----- ТЕКСТ ДЛЯ ЧТЕНИЯ

Сверх того, члены Общин приобрели корпоративное чувство и обычай совместных действий. Хотя благодаря превосходству своего социального статута рыцари графств заняли лидирующее положение в дебатах, они составляли единое сословие – общины или народ королевства, весьма далекое от лордов, а не отдельные сословия рыцарей и горожан, как в континентальных парламентах. Они представляли не классы или их название, но местность, действуя вместе для «общего блага», ставя корону в известность о нуждах и взглядах своих местных общин, и привнося свое влияние в орган, на котором зиждилась власть в Англии – королевский Совет или, исходя из настоящей тенденции в условиях большого кризиса в политической жизни государства, короля в парламенте. Их влияние и престиж были больше, потому что даже когда, что иногда случалось, они были младшими сыновьями баронских семей, рыцари заседали вместе с горожанами как простолюдины. Как Лордам, так и Общинам легче стало действовать сообща, монархии – труднее покушаться на свободы подданных посредством натравливания одного класса на другой. Без этого тенденция к абсолютизму, являющаяся неотъемлемой частью растущего могущества национальной монархии, могла бы стать слишком сильной и способной к сопротивлению, как это произошло практически в каждом европейском королевстве между XIV и XVII веками.

Когда в конце апреля 1376 года канцлер сэр Джон Нивет обратился к собравшимся лордам и Общинам в Расписной Палате в присутствии короля и его сыновей, советников и судей, все понимали, что государственные дела приняли скверный оборот. Провозгласив, что государство находится в смертельной опасности и враги в лице Франции, Испании, Гаскони, Фландрии и Шотландии уже наготове, он попросил налог в размере десятой части доходов с духовенства и пятнадцатой части доходов с мирян и дополнительные пошлины на шерсть и другие товары для обеспечения защиты от вторжения и ведения войны с Францией. В соответствии с обычаем, он закончил прямым обращением к рыцарям и горожанам, взывая к их верности и угрожая конфискацией имущества, что если есть что-либо к улучшению и исправлению или если государство плохо управляется, или даются вероломные советы, по их доброму совету они должны принять меры[421]421
  The Anonimalle Chronicle (ed. V. H. Galbright), 79-80 cit. Rickert, 163-164. Учитывая обзор этого же заседания в Chronicon Anglicae Томаса Уолсингема, можно проследить первые дискуссии в парламенте. Wilkinson, II, 210.

----------
----- ПУНКТЫ

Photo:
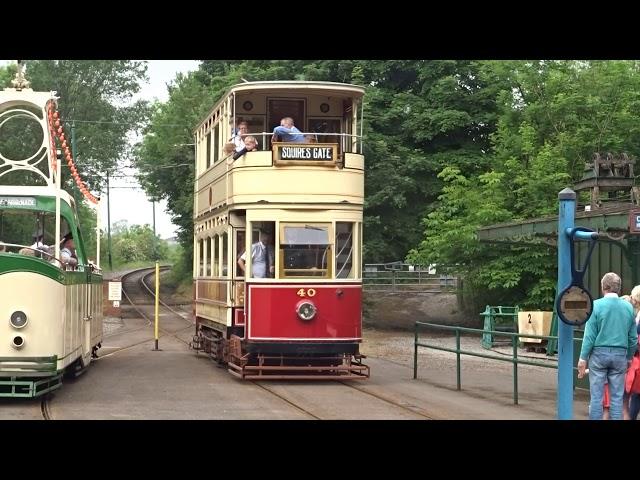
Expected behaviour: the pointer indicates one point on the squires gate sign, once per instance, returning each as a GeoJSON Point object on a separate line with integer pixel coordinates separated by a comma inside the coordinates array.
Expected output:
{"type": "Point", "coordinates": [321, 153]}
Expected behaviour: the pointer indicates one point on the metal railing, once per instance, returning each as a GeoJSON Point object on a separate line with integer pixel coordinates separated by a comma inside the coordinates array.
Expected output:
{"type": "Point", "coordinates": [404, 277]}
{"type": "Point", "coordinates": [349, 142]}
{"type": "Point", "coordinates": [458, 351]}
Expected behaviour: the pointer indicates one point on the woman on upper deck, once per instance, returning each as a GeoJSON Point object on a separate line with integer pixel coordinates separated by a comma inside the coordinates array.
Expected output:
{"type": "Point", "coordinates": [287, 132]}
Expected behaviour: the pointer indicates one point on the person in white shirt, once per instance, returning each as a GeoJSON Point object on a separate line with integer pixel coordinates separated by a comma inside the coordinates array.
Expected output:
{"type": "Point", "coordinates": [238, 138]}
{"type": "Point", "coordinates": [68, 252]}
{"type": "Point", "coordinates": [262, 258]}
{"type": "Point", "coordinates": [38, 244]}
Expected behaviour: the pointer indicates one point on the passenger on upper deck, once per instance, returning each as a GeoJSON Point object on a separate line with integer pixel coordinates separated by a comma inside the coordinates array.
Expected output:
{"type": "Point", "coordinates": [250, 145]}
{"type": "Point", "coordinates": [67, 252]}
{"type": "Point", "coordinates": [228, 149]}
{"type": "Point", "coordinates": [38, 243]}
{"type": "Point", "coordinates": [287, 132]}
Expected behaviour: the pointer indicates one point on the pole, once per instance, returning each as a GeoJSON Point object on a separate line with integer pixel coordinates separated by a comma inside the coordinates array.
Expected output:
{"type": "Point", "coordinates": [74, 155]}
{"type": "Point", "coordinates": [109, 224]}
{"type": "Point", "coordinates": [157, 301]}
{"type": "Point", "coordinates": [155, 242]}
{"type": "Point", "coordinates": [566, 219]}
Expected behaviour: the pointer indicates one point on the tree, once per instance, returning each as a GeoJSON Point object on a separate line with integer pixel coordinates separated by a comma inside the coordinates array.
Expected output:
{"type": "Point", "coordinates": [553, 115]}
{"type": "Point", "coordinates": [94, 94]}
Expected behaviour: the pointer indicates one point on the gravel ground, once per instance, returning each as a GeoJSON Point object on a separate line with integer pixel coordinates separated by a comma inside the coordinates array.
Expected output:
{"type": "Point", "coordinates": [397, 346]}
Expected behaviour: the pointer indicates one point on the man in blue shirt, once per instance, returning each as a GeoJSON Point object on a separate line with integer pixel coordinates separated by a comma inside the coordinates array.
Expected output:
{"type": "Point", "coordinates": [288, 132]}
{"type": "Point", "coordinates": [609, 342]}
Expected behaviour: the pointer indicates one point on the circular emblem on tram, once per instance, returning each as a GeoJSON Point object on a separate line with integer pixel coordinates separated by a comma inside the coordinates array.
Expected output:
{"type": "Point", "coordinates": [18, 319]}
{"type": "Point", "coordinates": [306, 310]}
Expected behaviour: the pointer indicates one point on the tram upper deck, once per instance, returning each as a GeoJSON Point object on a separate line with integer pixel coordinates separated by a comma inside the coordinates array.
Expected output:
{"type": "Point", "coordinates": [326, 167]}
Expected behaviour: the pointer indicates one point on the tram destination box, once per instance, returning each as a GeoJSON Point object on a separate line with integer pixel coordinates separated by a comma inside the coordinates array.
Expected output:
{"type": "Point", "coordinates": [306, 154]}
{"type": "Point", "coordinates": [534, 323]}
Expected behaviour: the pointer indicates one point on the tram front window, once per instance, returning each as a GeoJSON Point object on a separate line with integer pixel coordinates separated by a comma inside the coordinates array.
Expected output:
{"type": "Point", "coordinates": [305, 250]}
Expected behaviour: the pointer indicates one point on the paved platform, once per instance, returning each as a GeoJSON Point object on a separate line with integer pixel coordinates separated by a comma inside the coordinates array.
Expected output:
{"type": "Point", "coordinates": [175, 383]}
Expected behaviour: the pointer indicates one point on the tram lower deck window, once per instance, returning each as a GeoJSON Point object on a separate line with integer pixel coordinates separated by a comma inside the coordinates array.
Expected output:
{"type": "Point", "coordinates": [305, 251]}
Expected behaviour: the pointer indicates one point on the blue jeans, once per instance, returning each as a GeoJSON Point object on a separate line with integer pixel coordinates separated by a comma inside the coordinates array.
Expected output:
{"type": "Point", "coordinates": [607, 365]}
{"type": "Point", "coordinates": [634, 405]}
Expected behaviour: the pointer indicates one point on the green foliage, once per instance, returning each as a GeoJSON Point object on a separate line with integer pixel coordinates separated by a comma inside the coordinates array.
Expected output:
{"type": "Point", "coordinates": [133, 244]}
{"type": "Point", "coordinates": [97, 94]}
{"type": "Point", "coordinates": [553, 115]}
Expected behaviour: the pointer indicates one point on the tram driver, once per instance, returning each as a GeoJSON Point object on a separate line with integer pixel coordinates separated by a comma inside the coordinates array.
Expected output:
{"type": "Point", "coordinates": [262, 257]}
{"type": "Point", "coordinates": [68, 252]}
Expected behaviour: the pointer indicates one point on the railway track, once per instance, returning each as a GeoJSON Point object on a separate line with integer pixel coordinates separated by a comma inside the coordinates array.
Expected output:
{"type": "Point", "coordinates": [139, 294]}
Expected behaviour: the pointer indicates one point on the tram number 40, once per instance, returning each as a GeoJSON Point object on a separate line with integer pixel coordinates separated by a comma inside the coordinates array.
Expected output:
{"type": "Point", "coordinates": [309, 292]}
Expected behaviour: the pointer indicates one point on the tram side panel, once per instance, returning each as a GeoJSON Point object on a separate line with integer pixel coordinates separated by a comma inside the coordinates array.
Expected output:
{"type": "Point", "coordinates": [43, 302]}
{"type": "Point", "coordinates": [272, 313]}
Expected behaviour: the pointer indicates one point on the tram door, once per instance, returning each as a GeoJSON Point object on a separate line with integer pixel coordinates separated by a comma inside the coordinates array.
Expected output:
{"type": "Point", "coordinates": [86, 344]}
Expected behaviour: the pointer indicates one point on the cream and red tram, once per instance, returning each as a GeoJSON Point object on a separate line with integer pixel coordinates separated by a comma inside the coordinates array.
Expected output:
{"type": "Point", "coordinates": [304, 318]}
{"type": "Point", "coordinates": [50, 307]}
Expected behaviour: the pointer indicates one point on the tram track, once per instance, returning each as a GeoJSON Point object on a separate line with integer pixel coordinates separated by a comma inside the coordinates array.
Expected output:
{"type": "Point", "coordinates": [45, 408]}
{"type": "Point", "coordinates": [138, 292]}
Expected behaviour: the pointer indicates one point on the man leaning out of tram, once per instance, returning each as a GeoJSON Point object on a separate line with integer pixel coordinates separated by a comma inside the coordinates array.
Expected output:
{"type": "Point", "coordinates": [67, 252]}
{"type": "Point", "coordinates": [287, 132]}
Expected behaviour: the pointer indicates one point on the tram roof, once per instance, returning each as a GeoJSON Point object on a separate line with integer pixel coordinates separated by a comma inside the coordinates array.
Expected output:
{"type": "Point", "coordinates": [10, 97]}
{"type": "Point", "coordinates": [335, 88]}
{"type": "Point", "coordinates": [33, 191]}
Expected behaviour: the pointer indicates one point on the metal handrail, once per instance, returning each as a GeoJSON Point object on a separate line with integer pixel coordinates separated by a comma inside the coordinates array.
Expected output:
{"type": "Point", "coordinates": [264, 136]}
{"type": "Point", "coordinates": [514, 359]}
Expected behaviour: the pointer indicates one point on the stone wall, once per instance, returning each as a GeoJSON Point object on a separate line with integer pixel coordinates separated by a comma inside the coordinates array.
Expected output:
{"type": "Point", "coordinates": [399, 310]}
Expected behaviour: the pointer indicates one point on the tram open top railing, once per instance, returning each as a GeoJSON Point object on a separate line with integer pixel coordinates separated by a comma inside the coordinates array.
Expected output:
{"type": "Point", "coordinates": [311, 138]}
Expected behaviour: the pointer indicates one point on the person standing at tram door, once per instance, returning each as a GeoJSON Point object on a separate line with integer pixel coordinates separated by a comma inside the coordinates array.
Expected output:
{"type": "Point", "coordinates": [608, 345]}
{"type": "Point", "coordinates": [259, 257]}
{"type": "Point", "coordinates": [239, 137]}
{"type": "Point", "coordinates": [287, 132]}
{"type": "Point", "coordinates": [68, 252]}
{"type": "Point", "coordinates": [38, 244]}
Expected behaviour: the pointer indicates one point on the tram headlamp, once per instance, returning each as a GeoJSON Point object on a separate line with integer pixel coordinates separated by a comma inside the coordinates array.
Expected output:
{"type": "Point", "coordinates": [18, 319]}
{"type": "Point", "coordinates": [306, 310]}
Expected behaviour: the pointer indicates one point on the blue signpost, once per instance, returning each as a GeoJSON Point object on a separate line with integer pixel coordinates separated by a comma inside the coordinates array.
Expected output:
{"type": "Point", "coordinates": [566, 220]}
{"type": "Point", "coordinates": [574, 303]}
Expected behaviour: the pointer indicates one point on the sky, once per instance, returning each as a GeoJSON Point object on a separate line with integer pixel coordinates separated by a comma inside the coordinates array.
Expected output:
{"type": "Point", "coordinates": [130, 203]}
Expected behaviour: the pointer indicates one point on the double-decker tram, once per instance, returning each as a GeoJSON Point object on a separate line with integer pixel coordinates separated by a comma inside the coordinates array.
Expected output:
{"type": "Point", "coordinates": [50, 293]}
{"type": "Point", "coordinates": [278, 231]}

----------

● ЗАДАНИЕ
Кто, согласно тексту об английском парламенте, обратился к лордам и Общинам в Расписной Палате в конце апреля 1376 года? Пункты — это отдельный материал.

● ОТВЕТ НА ЗАДАНИЕ
Канцлер сэр Джон Нивет.